▸ Assignment
Every line in the records below that holds "white" must be identified and copied.
◆ ◆ ◆ ◆ ◆
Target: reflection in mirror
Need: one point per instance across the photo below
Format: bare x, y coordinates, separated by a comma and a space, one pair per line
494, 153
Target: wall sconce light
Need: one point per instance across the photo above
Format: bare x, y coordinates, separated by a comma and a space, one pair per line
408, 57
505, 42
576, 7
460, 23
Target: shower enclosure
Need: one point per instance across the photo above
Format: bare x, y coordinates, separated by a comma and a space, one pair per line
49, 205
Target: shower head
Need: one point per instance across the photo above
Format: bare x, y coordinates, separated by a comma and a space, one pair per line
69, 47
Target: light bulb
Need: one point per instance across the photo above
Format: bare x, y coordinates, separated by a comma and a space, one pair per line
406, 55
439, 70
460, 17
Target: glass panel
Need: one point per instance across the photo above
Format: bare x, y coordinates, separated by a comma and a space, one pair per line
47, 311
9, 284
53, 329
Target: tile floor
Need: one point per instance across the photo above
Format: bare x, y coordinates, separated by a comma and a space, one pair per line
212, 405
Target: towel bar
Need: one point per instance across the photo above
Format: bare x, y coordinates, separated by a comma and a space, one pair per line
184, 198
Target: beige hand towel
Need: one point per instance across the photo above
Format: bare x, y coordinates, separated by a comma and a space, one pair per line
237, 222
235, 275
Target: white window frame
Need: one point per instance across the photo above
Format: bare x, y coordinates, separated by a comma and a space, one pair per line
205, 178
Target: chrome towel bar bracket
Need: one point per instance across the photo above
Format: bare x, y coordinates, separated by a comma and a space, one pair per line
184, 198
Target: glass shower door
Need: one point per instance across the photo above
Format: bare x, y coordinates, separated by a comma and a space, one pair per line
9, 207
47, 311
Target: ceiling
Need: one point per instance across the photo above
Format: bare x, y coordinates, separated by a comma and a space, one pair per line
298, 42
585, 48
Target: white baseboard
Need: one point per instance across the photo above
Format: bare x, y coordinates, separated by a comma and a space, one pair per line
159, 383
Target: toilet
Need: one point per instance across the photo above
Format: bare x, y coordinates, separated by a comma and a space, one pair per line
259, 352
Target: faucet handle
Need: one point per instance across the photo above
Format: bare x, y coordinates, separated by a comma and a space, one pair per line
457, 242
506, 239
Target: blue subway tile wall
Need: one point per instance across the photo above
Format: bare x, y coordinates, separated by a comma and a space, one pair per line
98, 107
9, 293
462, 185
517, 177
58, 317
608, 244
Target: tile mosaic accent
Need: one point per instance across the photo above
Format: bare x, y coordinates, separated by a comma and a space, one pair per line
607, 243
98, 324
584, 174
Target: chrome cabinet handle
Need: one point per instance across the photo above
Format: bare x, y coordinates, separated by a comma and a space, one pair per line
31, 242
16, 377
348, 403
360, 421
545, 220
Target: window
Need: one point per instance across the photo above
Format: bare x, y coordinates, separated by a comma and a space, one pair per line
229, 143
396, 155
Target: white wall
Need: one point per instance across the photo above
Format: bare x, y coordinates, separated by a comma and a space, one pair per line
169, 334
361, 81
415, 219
◆ ◆ ◆ ◆ ◆
▸ Output for this exercise
Target: white window frame
Target: white baseboard
Target: white wall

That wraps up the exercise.